### What this exercise asks
1. Pick out every line of the records below that contains the string "cushion", matching case exactly.
2. Extend the commit diff on faster image annotation below, picking up right after its last line.

>> Begin Extracted text

Faster image annotation

2022-06-15 20:27:15 +02:00 · 2022-06-15 20:27:15 +02:00 · 767ee58a0b
commit 767ee58a0b
parent 4eb946fe88
7 changed files with 83 additions and 34 deletions
--- a/Docker/Dockerfile
+++ b/Docker/Dockerfile
@ -44,6 +44,7 @@ RUN apk update
 RUN apk add wmctrl git make gcc musl-dev libx11-dev zlib zlib-dev jpeg-dev
 RUN git clone https://github.com/muquit/grabc && cd grabc && make && make install
 RUN apk add clang
+RUN apk add freetype-dev
 RUN python3 -m pip install --upgrade Pillow
 COPY . /opt

--- a/Docker/annotate_header.py
+++ b/Docker/annotate_header.py
@ -1,37 +1,81 @@
 # test with:

-# docker image build -t headless-fox Docker && docker run -v $PWD/static:/opt/static -ti headless-fox python annotate_header.py screenshot.png 1 "content-type" "etag"

>> End Extracted text
>> Begin Materials provided

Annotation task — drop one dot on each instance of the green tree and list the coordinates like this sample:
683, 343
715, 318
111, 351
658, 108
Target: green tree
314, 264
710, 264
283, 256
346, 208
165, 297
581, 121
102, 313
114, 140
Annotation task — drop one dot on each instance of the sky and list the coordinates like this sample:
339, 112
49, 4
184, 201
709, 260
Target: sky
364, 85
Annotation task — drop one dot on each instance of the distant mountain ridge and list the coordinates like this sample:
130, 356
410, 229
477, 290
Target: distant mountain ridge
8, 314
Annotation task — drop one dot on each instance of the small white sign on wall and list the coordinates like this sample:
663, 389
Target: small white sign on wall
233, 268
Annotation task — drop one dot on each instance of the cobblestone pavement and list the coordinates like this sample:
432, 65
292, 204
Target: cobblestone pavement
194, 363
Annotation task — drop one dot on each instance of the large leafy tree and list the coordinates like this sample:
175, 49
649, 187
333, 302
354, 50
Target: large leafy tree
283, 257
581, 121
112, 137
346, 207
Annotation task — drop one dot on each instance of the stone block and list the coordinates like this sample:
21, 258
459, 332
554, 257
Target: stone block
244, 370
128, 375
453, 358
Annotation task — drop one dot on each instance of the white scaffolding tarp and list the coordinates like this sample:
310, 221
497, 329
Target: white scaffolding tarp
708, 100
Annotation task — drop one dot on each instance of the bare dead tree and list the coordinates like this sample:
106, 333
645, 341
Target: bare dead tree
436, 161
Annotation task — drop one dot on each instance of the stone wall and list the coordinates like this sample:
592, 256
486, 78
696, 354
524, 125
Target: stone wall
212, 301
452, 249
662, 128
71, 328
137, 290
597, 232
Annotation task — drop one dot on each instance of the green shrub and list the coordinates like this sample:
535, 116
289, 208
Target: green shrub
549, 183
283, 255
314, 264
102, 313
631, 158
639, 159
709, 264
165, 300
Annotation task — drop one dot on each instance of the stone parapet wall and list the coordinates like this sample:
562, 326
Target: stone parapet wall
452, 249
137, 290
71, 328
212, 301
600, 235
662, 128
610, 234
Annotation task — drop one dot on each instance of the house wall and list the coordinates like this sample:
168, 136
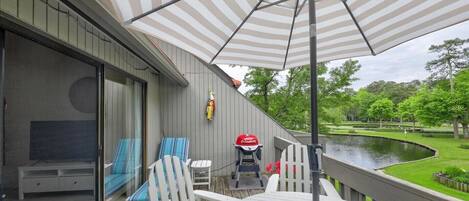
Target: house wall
184, 113
55, 19
36, 90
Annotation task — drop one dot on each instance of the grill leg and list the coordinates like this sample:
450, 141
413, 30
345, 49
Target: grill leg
260, 179
237, 179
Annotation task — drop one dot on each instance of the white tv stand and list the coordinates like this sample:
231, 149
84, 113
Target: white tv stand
55, 177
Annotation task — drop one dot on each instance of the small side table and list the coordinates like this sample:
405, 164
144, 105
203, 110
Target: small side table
200, 171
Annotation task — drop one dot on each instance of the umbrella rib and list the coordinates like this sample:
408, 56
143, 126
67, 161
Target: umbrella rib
358, 26
301, 7
271, 4
151, 11
236, 30
291, 33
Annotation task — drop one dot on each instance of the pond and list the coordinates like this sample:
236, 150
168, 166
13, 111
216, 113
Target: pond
371, 152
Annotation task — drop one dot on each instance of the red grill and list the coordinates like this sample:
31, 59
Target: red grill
249, 152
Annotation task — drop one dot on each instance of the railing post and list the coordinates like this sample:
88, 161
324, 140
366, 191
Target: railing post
347, 193
354, 195
362, 197
342, 190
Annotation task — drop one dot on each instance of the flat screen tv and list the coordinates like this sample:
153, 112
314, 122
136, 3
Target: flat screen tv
63, 141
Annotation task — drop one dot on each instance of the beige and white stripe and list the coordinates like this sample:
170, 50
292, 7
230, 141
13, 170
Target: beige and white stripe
202, 27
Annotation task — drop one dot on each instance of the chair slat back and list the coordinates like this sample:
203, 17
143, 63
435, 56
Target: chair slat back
294, 169
170, 180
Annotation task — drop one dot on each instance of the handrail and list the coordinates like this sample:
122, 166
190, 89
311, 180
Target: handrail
356, 182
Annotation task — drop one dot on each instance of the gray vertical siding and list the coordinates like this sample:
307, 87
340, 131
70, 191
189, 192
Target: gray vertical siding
183, 113
58, 21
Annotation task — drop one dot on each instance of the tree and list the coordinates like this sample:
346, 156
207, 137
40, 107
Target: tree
334, 92
290, 103
397, 92
381, 109
435, 107
407, 110
363, 100
462, 94
451, 57
263, 83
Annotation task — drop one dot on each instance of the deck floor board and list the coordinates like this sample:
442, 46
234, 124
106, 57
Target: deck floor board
220, 185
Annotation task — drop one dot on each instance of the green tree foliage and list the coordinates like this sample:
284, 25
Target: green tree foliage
462, 94
407, 110
397, 92
290, 103
381, 109
263, 83
451, 57
433, 106
334, 91
362, 100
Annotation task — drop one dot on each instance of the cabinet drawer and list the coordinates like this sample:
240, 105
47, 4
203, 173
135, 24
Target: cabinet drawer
32, 185
76, 183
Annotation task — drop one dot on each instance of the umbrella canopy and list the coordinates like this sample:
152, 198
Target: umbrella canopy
280, 34
275, 33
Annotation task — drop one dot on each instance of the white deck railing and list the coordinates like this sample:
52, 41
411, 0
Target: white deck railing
356, 183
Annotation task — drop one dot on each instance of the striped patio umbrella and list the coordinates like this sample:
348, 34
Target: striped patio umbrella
282, 34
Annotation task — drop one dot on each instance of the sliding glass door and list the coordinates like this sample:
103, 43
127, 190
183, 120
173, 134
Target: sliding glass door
49, 125
123, 134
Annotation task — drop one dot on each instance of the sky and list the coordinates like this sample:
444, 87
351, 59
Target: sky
403, 63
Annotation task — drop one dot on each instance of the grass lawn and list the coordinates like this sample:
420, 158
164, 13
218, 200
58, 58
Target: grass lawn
420, 172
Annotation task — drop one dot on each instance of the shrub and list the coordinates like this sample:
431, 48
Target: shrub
462, 179
464, 146
453, 172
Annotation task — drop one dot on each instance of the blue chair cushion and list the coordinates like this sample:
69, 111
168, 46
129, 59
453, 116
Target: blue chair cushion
169, 147
114, 182
141, 194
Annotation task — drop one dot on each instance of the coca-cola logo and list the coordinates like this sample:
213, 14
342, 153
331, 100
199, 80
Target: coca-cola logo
249, 140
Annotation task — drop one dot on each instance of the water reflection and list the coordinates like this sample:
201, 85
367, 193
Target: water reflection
372, 152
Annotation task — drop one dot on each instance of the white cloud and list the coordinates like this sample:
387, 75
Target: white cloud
403, 63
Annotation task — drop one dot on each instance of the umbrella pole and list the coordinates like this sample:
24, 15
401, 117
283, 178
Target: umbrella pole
314, 101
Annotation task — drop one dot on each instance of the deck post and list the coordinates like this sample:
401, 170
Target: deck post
314, 164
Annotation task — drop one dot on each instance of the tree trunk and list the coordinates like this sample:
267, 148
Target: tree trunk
456, 129
465, 129
400, 125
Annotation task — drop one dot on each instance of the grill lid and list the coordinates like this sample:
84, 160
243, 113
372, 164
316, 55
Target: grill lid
247, 142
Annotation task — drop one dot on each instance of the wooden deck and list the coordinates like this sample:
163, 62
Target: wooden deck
220, 185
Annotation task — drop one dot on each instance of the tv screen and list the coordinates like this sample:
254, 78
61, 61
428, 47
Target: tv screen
63, 140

>> End Materials provided

### Solved tasks
1.
Annotation task — drop one dot on each instance of the blue chair cushion and list the coordinates like this sample:
Target: blue chair cushion

2.
+# docker image build -t headless-fox Docker && docker run -v $PWD/static:/opt/static -ti headless-fox time python annotate_header.py screenshot.png "/opt/static/output.png" "content-type" "Tutaj jest content-type" "etag" "Tutaj jest etag z długim opisem co ma wiele słów i wychodzi poza network inspector"

 import os
 import sys
 import pytesseract
 import uuid
 from pytesseract import Output
-from PIL import Image, ImageDraw
+from PIL import Image, ImageDraw, ImageFont

-print(sys.argv)
+output_file_relative = sys.argv[
+    1
+]  # this is also the existing source screenshot to annotate. It will be updated in-place
+
+output_file = "/opt/static/" + output_file_relative
+needles = sys.argv[2:]
+
+base_url = os.getenv("BASE_URL")
+
+# generator
+def partition(lst, size):
+    for i in range(0, len(lst), size):
+        yield lst[i : i + size]

-image = sys.argv[1]
-index = sys.argv[2]
-needles = sys.argv[3:]

 # print(d)

-with Image.open(image) as im:
-  x_offset = 2054
-  y_offset = 313
-  cropped = im.crop((x_offset, y_offset, 2875, 1558))
-  cropped_filename = "/opt/static/" + uuid.uuid4().hex + ".png"
-  cropped.save(cropped_filename)
-  d = pytesseract.image_to_data(cropped_filename, output_type=Output.DICT)
-  os.remove(cropped_filename);
-  draw = ImageDraw.Draw(im)
-  n_boxes = len(d['level'])
-  print(needles)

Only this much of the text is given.